• _PROVIDED TEXT_
——————
The trial court concluded that Bush is distinguishable in several important respects and, as a result, does not support Coleman's equal protection claim. We agree. In Bush, the Supreme Court specifically noted that it was not addressing the question of "whether local entities, in the exercise of their expertise, may develop different systems for implementing elections." 531 U.S. at 109. Variations in local practices for implementing absentee voting procedures are, at least in part, the question at issue here. As previously noted, the trial court here found that the disparities in application of the statutory standards on which Coleman relies are the product of local jurisdictions" use of different methods to ensure compliance with the same statutory standards; that jurisdictions adopted policies they deemed necessary to ensure that absentee voting procedures would be available to their residents, in accordance with statutory requirements, given the resources available to them; and that differences in available resources, personnel, procedures, and technology necessarily affected the procedures used by local election officials in reviewing absentee ballots. As we noted previously, Coleman has not demonstrated that these findings are clearly erroneous.
Coleman next contends that the trial court improperly excluded (1) evidence of absentee ballots accepted on election day and in the manual recount that would not satisfy the standards established by the trial court, and (2) evidence of disparities among jurisdictions in their application of the statutory standards governing absentee ballots. We review the trial court's evidentiary rulings for abuse of discretion. See Peterson v. BASF Corp., 711 N.W.2d 470, 482-83 (Minn. 2006).
In enacting section 204C.13, subd. 6, particularly in light of our interpretation of the same language in Bell, the legislature made a policy decision to limit challenges to an absentee ballot, once it is separated from its return envelope and deposited in the ballot box, to challenges based on the face of the ballot. We conclude that the trial court ruled correctly that Minnesota law provides no remedy for wrongly accepted absentee ballot return envelopes once those envelopes have been opened and the ballots inside deposited in the ballot box. Accordingly, we conclude that the court did not abuse its discretion in excluding the evidence.
As we have explained, in order to prevail on his equal protection claim, Coleman was required to prove intentional or purposeful discrimination on the part of either local election officials or the trial court. But Coleman does not contend that the additional evidence he sought to introduce would have proven intentional or purposeful discrimination on the part of any election officials or the trial court. We therefore conclude that in excluding this evidence, the court did not abuse its discretion.
——————
Position identification items:

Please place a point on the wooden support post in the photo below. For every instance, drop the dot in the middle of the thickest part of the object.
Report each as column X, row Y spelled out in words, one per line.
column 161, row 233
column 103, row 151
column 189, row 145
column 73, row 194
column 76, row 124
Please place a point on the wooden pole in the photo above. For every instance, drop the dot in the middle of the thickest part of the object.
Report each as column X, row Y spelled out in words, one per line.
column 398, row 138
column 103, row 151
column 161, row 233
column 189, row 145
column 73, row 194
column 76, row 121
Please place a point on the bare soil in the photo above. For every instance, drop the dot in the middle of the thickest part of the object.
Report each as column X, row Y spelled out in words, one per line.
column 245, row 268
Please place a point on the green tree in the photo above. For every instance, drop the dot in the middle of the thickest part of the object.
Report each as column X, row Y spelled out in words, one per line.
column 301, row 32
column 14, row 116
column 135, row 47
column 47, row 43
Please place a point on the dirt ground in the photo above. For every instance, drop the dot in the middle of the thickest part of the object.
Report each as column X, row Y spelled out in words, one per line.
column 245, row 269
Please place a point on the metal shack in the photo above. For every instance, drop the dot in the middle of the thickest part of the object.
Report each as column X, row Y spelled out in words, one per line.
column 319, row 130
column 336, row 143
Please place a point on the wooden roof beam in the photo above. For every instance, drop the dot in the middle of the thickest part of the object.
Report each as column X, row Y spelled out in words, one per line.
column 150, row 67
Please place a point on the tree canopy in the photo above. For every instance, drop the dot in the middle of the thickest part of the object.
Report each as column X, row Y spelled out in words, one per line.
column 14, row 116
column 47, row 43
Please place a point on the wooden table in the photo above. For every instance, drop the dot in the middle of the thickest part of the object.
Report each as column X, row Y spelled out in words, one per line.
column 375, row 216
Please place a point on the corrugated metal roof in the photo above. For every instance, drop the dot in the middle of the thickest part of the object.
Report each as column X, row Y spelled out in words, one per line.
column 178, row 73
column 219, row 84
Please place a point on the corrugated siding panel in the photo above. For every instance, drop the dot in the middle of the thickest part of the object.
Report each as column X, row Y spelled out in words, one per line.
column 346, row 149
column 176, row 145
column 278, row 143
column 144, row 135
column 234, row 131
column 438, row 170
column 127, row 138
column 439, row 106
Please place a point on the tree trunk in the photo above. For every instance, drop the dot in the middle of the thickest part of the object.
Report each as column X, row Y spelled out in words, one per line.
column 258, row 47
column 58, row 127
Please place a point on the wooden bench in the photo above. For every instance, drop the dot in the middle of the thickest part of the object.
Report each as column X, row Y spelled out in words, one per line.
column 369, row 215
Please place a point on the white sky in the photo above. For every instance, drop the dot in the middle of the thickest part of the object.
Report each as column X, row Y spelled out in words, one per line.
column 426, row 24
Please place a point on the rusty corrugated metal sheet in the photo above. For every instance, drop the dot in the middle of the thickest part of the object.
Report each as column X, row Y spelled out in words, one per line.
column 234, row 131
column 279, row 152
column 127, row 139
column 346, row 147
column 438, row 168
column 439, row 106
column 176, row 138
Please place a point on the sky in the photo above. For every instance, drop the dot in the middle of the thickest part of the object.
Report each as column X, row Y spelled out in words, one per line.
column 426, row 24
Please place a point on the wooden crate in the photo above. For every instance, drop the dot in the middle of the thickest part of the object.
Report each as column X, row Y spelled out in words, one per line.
——————
• _WRITTEN INSTRUCTION_
Write out the passage of the court opinion excerpt starting with "As we have explained, in" and going on through "abuse its discretion.". These items have no connection to the court opinion excerpt.

• _OUTPUT_
As we have explained, in order to prevail on his equal protection claim, Coleman was required to prove intentional or purposeful discrimination on the part of either local election officials or the trial court. But Coleman does not contend that the additional evidence he sought to introduce would have proven intentional or purposeful discrimination on the part of any election officials or the trial court. We therefore conclude that in excluding this evidence, the court did not abuse its discretion.